Excerpted text ->

+ + +

Oil prices jumped on Monday with the Brent benchmark hitting its highest in more than two years.
Rising demand and geopolitical worries fuelled the increase, along with indications that production cuts by Opec members are starting to bite, the BBC reports.
Brent rose 3.8 per cent to $59.02 a barrel, its highest since July 2015, while the US West Texas benchmark rose 3 per cent to $52.22.
“The production cut is starting to work and the rebalance is underway,” said Gene McGillian, at Tradition Energy.
The oil market has been in a downturn for almost three years. But the head of BP’s oil trading division in Asia, Janet Kong, told a Financial Times conference the market was now “at a juncture”.
As well as increased demand, especially from China, Turkey’s threat to disrupt oil flows from Iraq’s Kurdistan region, helped push up prices on Monday.
Turkey has said it could cut off a pipeline that carries oil from northern Iraq to the global market, putting more pressure on the Kurdish autonomous region over its independence referendum.
“If this boycott call proves successful, a good 500,000 fewer barrels of crude oil per day would reach the market,” analysts at Commerzbank said in a research note.
Meanwhile, Opec, Russia and several other producers have cut production by about 1.8 million barrels per day (bpd) since the start of 2017, helping lift oil prices by about 15 per cent in the past three months.
At an Opec meeting on Friday, several countries said output curbs were having the desired impact on the market and price.
Kuwaiti Oil Minister Essam al-Marzouq said the cuts had reduced global crude stocks to their five-year average, Opec’s target.

+ + +

In the oil price report, what price per barrel did Brent reach?

Dataset entries ->
+ + +

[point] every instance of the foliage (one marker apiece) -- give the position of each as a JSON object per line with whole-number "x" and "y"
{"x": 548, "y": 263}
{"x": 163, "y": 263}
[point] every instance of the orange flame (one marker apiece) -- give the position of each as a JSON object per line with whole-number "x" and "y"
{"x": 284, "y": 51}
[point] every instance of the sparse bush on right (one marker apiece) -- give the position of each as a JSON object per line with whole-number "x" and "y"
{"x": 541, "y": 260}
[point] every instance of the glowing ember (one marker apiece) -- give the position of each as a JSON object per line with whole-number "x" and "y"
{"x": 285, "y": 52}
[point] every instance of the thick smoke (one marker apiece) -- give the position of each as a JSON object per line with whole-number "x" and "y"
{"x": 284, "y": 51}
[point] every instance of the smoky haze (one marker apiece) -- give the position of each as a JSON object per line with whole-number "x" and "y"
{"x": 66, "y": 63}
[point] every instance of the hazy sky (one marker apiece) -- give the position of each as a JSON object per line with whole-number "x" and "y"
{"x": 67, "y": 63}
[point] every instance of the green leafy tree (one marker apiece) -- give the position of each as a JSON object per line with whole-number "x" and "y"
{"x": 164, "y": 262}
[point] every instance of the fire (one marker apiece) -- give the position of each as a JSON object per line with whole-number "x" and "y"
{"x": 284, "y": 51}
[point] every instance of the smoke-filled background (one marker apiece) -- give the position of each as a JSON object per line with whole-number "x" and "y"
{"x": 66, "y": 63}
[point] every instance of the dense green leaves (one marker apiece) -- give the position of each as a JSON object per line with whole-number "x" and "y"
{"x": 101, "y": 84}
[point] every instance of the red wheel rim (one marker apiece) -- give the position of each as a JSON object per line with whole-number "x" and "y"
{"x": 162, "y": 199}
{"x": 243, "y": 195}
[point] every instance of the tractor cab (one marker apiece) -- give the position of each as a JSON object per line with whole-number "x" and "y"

+ + +

Your solution -> $59.02 a barrel